━━━━━ Records for the task
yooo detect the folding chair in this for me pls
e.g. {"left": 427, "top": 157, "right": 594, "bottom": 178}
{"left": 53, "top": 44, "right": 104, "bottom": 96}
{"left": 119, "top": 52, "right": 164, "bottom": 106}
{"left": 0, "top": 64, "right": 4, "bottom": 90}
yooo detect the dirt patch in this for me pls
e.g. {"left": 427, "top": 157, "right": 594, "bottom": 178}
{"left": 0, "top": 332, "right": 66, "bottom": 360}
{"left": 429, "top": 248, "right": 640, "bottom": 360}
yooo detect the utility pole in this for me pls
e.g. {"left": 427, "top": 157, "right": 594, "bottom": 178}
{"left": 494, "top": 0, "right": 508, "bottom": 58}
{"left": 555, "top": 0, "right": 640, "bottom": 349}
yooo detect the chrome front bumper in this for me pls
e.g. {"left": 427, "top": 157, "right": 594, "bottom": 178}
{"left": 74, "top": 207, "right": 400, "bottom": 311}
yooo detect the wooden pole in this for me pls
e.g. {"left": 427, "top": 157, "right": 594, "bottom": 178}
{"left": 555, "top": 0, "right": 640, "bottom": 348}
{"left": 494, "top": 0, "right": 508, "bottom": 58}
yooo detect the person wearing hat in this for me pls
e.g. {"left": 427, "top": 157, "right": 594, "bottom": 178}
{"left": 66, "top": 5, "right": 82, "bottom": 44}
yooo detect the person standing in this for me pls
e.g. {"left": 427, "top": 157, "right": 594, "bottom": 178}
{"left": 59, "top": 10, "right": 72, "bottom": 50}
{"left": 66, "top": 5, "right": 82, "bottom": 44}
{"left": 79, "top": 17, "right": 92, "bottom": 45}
━━━━━━━━━━
_Directions_: Every record above belongs in the answer, reproduced exactly.

_Written answer_:
yooo detect the folding chair in this for me pls
e.g. {"left": 427, "top": 157, "right": 594, "bottom": 178}
{"left": 53, "top": 44, "right": 104, "bottom": 96}
{"left": 119, "top": 52, "right": 164, "bottom": 106}
{"left": 0, "top": 64, "right": 4, "bottom": 90}
yooo detect the dirt patch in this for me pls
e.g. {"left": 427, "top": 157, "right": 594, "bottom": 178}
{"left": 0, "top": 332, "right": 66, "bottom": 360}
{"left": 429, "top": 248, "right": 640, "bottom": 360}
yooo detect the utility pole in this for me pls
e.g. {"left": 427, "top": 157, "right": 594, "bottom": 178}
{"left": 494, "top": 0, "right": 508, "bottom": 58}
{"left": 555, "top": 0, "right": 640, "bottom": 349}
yooo detect the chrome front bumper in this for me pls
e.g. {"left": 427, "top": 157, "right": 594, "bottom": 178}
{"left": 74, "top": 207, "right": 400, "bottom": 311}
yooo detect the wooden pole in this for me pls
e.g. {"left": 427, "top": 157, "right": 594, "bottom": 178}
{"left": 555, "top": 0, "right": 640, "bottom": 348}
{"left": 494, "top": 0, "right": 508, "bottom": 58}
yooo detect the person wearing hat in this for me pls
e.g. {"left": 427, "top": 157, "right": 594, "bottom": 178}
{"left": 66, "top": 5, "right": 82, "bottom": 44}
yooo detect the person standing in this for me pls
e.g. {"left": 427, "top": 157, "right": 594, "bottom": 178}
{"left": 59, "top": 10, "right": 72, "bottom": 50}
{"left": 66, "top": 5, "right": 82, "bottom": 44}
{"left": 79, "top": 17, "right": 92, "bottom": 45}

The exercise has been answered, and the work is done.